[START]
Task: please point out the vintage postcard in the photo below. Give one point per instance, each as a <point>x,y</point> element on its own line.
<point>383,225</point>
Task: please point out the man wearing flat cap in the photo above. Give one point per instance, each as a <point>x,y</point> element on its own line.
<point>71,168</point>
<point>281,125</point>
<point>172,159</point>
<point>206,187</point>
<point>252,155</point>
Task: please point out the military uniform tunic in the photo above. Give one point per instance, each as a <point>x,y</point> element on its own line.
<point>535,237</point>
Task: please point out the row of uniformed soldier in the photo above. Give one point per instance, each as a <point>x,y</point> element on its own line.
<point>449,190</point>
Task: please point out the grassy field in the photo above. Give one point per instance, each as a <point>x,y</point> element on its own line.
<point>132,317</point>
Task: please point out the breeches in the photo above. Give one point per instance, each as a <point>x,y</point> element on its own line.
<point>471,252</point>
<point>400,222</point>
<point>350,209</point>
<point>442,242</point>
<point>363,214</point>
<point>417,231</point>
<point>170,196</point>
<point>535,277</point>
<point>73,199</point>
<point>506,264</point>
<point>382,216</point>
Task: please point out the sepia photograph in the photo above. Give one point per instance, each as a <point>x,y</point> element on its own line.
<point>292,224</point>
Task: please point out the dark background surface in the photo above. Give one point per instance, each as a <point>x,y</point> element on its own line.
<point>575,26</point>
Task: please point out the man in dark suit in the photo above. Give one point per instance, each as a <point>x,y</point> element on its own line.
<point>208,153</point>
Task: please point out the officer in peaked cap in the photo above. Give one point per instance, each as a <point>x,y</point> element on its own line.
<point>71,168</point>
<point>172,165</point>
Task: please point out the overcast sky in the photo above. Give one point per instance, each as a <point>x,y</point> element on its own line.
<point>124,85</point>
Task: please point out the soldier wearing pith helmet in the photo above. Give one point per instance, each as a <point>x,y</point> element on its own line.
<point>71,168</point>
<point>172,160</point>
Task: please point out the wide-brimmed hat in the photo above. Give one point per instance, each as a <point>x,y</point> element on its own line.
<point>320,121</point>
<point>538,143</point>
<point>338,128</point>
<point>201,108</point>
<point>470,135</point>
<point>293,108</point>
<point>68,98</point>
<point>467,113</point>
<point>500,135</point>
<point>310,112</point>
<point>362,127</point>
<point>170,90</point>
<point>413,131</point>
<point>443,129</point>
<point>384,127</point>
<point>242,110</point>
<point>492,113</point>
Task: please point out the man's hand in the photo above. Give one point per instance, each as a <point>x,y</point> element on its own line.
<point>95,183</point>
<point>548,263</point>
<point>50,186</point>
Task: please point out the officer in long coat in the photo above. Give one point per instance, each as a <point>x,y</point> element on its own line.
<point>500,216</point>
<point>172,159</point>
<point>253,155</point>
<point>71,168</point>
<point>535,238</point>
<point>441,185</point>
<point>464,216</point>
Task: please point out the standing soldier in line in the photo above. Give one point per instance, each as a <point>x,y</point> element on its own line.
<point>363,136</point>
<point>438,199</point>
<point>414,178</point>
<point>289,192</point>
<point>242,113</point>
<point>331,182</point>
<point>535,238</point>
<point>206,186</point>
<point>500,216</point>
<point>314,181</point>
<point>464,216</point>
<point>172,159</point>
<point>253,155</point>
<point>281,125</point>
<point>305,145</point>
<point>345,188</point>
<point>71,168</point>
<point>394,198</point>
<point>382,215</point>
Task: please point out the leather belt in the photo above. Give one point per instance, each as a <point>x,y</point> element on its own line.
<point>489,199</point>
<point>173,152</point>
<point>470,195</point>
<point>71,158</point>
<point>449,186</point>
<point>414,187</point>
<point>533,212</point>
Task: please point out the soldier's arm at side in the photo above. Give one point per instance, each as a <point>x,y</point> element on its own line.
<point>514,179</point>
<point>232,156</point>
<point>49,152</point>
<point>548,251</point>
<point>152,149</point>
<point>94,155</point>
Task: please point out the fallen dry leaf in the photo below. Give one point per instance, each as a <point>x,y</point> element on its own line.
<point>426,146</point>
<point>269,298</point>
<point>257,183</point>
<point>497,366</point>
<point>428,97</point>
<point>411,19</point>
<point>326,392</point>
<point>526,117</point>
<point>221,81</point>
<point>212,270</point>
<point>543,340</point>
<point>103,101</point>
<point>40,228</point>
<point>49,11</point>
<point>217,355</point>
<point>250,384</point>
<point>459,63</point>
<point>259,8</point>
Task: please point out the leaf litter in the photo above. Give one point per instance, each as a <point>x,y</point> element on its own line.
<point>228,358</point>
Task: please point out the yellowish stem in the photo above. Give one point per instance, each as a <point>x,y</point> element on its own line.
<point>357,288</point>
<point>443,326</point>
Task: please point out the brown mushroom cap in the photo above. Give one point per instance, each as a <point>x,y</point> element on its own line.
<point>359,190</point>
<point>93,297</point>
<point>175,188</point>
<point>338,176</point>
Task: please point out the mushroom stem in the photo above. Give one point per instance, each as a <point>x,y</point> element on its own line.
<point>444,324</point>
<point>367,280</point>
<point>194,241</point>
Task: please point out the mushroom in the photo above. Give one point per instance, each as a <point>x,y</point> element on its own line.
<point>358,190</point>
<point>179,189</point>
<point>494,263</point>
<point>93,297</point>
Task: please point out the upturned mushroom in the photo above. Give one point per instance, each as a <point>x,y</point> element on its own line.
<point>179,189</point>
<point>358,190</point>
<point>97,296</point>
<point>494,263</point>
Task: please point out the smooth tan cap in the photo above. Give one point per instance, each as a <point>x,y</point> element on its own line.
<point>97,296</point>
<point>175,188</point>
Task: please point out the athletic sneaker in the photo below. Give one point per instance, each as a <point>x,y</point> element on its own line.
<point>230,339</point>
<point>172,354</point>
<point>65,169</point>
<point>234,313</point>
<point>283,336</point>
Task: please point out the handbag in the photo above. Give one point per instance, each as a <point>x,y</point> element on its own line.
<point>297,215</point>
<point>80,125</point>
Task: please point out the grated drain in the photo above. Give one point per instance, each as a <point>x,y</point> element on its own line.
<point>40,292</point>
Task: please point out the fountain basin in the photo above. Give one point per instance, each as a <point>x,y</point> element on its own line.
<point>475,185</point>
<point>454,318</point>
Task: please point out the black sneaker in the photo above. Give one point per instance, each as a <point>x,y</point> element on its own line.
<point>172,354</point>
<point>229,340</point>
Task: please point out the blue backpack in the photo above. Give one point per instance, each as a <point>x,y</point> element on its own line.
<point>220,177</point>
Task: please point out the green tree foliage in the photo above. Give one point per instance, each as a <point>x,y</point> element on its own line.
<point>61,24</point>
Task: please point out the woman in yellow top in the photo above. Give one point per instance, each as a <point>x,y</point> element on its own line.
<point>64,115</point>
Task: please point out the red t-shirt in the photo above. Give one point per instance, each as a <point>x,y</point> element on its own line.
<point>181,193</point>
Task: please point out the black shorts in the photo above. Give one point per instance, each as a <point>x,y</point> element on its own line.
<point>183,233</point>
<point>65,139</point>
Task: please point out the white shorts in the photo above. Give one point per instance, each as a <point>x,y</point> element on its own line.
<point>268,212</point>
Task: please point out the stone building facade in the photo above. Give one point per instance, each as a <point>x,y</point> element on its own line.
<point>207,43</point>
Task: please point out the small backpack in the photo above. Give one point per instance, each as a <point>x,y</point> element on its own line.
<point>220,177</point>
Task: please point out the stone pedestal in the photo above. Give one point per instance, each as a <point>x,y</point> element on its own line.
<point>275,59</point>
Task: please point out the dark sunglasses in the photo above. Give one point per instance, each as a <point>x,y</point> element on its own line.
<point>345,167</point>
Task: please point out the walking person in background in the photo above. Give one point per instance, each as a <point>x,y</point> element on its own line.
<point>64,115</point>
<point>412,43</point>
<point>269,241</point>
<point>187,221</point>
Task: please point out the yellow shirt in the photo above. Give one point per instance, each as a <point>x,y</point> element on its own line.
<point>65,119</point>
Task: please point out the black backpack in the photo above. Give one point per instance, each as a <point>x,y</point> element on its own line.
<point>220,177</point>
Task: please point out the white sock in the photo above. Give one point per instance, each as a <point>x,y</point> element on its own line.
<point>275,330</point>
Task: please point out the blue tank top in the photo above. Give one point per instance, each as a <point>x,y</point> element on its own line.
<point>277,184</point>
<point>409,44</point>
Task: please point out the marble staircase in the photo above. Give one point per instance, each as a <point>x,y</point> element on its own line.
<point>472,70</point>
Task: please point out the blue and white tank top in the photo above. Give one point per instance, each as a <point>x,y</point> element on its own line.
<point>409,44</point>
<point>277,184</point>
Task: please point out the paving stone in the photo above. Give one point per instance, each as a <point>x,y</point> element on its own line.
[END]
Do this — Substitute "gray sock" for "white sock" in the data between the lines holding "Task: please point out the white sock" and "<point>275,330</point>", inclusive, and give those lines again with nothing else changed.

The answer —
Task: please point out the gray sock in the photo above. Give one point per instance, each as a <point>x,y</point> element on its own line.
<point>275,330</point>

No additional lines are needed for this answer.